→ Exercise aim:
Reproduce the records below, replacing every "instance" with "occurrence" and keeping everything else unchanged.

→ Task inputs:
____________________
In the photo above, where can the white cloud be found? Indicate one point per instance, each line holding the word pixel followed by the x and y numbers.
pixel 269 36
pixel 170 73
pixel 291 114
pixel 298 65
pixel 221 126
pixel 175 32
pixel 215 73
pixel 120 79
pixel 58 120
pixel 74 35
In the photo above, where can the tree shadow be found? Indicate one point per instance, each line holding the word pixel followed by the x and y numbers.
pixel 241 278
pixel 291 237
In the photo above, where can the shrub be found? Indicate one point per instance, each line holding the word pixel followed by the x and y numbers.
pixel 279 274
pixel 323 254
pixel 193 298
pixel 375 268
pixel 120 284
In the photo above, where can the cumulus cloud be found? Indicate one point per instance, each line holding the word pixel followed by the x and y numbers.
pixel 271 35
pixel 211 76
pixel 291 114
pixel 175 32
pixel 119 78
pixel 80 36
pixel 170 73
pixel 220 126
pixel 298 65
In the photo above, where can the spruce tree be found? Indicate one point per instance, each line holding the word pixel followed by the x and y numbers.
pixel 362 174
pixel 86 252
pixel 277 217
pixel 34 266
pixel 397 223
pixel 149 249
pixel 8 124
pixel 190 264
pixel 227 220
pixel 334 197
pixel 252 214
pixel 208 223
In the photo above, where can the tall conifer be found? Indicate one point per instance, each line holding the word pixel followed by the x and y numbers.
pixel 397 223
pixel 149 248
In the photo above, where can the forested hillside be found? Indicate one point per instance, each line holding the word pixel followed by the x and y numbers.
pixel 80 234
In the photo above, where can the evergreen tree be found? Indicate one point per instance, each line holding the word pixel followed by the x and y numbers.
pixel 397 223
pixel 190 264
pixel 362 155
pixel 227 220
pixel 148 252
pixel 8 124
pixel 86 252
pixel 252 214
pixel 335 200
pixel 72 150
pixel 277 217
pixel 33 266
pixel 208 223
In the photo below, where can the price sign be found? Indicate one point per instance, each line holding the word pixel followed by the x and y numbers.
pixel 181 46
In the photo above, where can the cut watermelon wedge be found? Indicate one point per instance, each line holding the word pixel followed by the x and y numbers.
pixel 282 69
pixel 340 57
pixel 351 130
____________________
→ Output below:
In the photo above, where can the white cloud be found? Indicate one point per occurrence, each line holding the word pixel followed by the x and y numbers.
pixel 269 36
pixel 170 73
pixel 291 114
pixel 298 65
pixel 221 126
pixel 175 32
pixel 215 73
pixel 120 79
pixel 58 120
pixel 74 35
In the photo above, where can the tree shadow be found? Indicate one point per occurrence, each line holding the word pixel followed by the x and y numbers.
pixel 241 278
pixel 291 237
In the photo above, where can the shrub be found? Indicate one point per occurrence, each line holding the word pixel followed by the x and y numbers.
pixel 279 274
pixel 323 254
pixel 193 298
pixel 375 268
pixel 120 284
In the photo above, where can the cumulus cloud be found? Indicate one point per occurrence, each line holding the word pixel followed by the x and y numbers.
pixel 271 35
pixel 211 76
pixel 291 114
pixel 175 32
pixel 119 78
pixel 80 36
pixel 170 73
pixel 220 126
pixel 298 65
In the photo above, where can the spruce tree be found? Indicate one point per occurrence, each line holding the word pixel followed by the x and y numbers.
pixel 362 174
pixel 86 252
pixel 277 217
pixel 34 266
pixel 397 223
pixel 149 249
pixel 8 124
pixel 190 264
pixel 227 220
pixel 334 197
pixel 252 214
pixel 208 223
In the photo above, where can the tall conifer be found? Indicate one point per occurrence, each line holding the word pixel followed by the x and y numbers.
pixel 397 223
pixel 149 248
In the photo above, where can the forested hillside be found? Indicate one point per occurrence, each line holding the word pixel followed by the x and y numbers.
pixel 80 234
In the photo above, where can the evergreen tree be found? Indicate one point per occurrence, each line holding the word pixel followed by the x and y numbers.
pixel 397 223
pixel 190 264
pixel 362 155
pixel 227 220
pixel 148 252
pixel 8 124
pixel 86 252
pixel 252 214
pixel 335 200
pixel 72 150
pixel 277 217
pixel 33 266
pixel 208 223
In the photo below, where can the price sign be found? Indicate one point per occurrence, each line holding the word pixel followed by the x and y numbers.
pixel 181 46
In the photo above, where can the cut watermelon wedge be found? Indicate one point per occurrence, each line holding the word pixel followed by the x and y numbers.
pixel 282 69
pixel 340 57
pixel 351 130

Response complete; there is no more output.